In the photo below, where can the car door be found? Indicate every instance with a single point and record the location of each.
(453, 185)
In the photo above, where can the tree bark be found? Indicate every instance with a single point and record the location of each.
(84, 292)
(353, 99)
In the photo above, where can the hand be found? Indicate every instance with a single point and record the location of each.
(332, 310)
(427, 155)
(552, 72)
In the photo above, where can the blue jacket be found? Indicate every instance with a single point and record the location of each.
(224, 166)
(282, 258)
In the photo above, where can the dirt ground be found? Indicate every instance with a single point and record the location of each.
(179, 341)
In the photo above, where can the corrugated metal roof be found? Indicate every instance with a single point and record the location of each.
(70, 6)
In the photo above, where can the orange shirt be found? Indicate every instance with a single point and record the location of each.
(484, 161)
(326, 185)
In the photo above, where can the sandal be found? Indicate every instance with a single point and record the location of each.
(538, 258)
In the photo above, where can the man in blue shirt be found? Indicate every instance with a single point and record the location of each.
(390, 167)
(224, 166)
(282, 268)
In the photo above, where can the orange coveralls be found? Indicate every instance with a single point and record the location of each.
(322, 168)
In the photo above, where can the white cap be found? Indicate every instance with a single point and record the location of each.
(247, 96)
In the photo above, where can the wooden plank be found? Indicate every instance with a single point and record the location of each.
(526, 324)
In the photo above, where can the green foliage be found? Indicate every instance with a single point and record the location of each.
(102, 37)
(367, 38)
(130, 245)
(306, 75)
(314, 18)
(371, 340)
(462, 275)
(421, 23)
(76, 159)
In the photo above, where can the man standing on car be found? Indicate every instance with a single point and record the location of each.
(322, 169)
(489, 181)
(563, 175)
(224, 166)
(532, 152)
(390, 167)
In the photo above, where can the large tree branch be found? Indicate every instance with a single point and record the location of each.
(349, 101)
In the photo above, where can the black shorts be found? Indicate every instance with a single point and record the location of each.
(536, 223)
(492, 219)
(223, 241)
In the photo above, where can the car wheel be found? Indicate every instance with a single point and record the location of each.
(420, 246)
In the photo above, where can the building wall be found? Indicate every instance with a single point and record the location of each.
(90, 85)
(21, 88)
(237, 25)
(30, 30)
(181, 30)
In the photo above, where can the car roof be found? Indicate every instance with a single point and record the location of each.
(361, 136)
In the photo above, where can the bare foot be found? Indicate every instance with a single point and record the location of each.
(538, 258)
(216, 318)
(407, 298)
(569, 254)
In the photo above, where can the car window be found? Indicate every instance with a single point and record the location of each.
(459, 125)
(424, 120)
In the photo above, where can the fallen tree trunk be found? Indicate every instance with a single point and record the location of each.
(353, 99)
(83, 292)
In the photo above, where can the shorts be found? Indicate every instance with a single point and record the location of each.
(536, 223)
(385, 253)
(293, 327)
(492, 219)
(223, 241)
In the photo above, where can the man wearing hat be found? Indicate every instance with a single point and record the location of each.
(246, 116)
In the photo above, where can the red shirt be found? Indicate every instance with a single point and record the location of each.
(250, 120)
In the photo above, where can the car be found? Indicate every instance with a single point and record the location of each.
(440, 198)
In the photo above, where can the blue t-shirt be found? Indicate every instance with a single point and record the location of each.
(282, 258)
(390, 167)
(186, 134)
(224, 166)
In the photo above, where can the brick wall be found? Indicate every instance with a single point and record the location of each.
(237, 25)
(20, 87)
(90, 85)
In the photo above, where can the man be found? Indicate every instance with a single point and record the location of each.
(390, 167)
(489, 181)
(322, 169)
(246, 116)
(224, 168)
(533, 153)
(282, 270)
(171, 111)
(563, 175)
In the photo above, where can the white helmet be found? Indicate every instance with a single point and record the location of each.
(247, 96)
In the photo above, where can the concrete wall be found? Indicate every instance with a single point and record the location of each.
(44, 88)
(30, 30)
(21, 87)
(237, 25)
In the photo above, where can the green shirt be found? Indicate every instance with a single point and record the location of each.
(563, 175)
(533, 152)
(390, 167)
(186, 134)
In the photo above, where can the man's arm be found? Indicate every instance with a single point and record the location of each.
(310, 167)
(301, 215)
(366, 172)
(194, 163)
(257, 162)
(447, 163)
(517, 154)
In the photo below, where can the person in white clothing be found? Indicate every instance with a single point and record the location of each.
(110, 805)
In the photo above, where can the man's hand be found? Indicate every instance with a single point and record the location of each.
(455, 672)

........

- _Directions for this task_
Please copy out every line shown above, exactly.

- _Answer for the task_
In the photo below, where can the car door be found? Indicate every instance with a single point and record the location of each.
(453, 185)
In the photo above, where can the tree bark be found? Indicate every instance with a single point and record the location of each.
(84, 292)
(353, 99)
In the photo above, where can the hand be found? Indicate every instance with a single point and record the location of each.
(332, 310)
(427, 155)
(552, 72)
In the photo above, where can the blue jacket be found? Indicate every instance with a single point and record the location of each.
(224, 166)
(282, 258)
In the photo above, where can the dirt ground be found? Indicate every instance with a single point and record the location of each.
(179, 341)
In the photo above, where can the corrugated metal roof be found? Indicate every instance with a single point and record the location of each.
(70, 6)
In the photo above, where can the orange shirt be found? Indicate every instance with a single point and record the location of each.
(484, 161)
(326, 185)
In the photo above, where can the sandal be found? Indicate every instance with a single point and record the location of each.
(538, 258)
In the photo above, where can the man in blue shirt be found? Indicate every instance with a single point and record the location of each.
(390, 167)
(224, 166)
(282, 268)
In the photo above, where can the orange coveralls be found? Indicate every instance with a single point and record the location of each.
(322, 168)
In the photo above, where can the white cap be found? Indicate every instance with a single point and record the location of each.
(247, 96)
In the photo above, where can the wooden plank be found? Indicate every instance with a single point and record the location of each.
(526, 324)
In the photo above, where can the green foliage be found? Indicate every instance with a single point and record the location of each.
(102, 37)
(367, 38)
(130, 245)
(306, 75)
(314, 18)
(371, 340)
(462, 275)
(421, 23)
(76, 159)
In the photo above, where can the man standing on car be found? Indicate every instance with a single point and record the location of each.
(322, 169)
(489, 181)
(563, 175)
(224, 166)
(532, 152)
(390, 167)
In the photo above, where can the large tree branch be found? Indicate every instance with a single point and record the location of each.
(349, 101)
In the photo above, where can the black shorts be found? Indicate every instance with a single point and record the location of each.
(536, 223)
(492, 219)
(223, 241)
In the photo above, where can the car wheel be found? Indicate every instance with a single point and record the location of each.
(420, 246)
In the photo above, where can the building wall be found? Indicate every instance with a single point and record the location of each.
(90, 85)
(21, 88)
(237, 25)
(30, 30)
(181, 30)
In the photo above, where can the car roof be found? Indicate every instance with a single point and record the location of each.
(361, 136)
In the photo above, where can the bare foot be found? Indicate every instance with a single point and record the location of each.
(538, 258)
(216, 318)
(407, 298)
(569, 254)
In the photo above, where can the car window be found? Indicate every instance with a single point and record the location of each.
(459, 125)
(424, 120)
In the photo above, where can the fallen tree trunk be found? Indicate every instance with a single point and record the location of each.
(353, 99)
(83, 292)
In the photo above, where can the shorts be found? Indicate every instance with a single point and record the location of each.
(536, 223)
(385, 253)
(293, 327)
(492, 219)
(223, 241)
In the photo above, where can the man wearing hat be found? Indicate every instance with a single point and record the location of each.
(246, 116)
In the photo above, where can the red shirt be found? Indicate every instance with a single point and record the location of each.
(250, 120)
In the photo above, where can the car be found? Indicate every instance with a single point and record the location of each.
(440, 198)
In the photo above, where can the blue t-shirt be found? Indicate every instance with a single point and record the location of each.
(282, 258)
(390, 167)
(186, 134)
(224, 166)
In the photo above, where can the brick wall be found? Indicate every instance with a single point and record the location of each.
(237, 25)
(20, 87)
(90, 85)
In the photo above, where can the man be found? Indicate every instance with a single point and record the location of each.
(390, 167)
(489, 181)
(322, 169)
(246, 116)
(224, 168)
(533, 153)
(282, 270)
(171, 111)
(563, 175)
In the photo above, where can the white helmet be found? Indicate every instance with a single point and record the location of each.
(247, 96)
In the photo above, where can the concrete wall be found? Indicate every instance with a single point and record the location of each.
(44, 88)
(30, 30)
(21, 87)
(237, 25)
In the photo above, where can the green shirt be found? Indicate every instance with a single point and record the location of each.
(563, 175)
(533, 152)
(390, 167)
(186, 134)
In the photo above, where can the man's arm be found? Indicate every instance with a single point and record the location of each.
(310, 167)
(301, 215)
(366, 172)
(194, 163)
(257, 162)
(447, 163)
(517, 154)
In the photo below, where can the person in white clothing be found? Indicate every instance with a single point and record the location of each.
(110, 805)
In the photo above, where can the man's hand be found? Indicate every instance with a single point and record the location of each.
(455, 672)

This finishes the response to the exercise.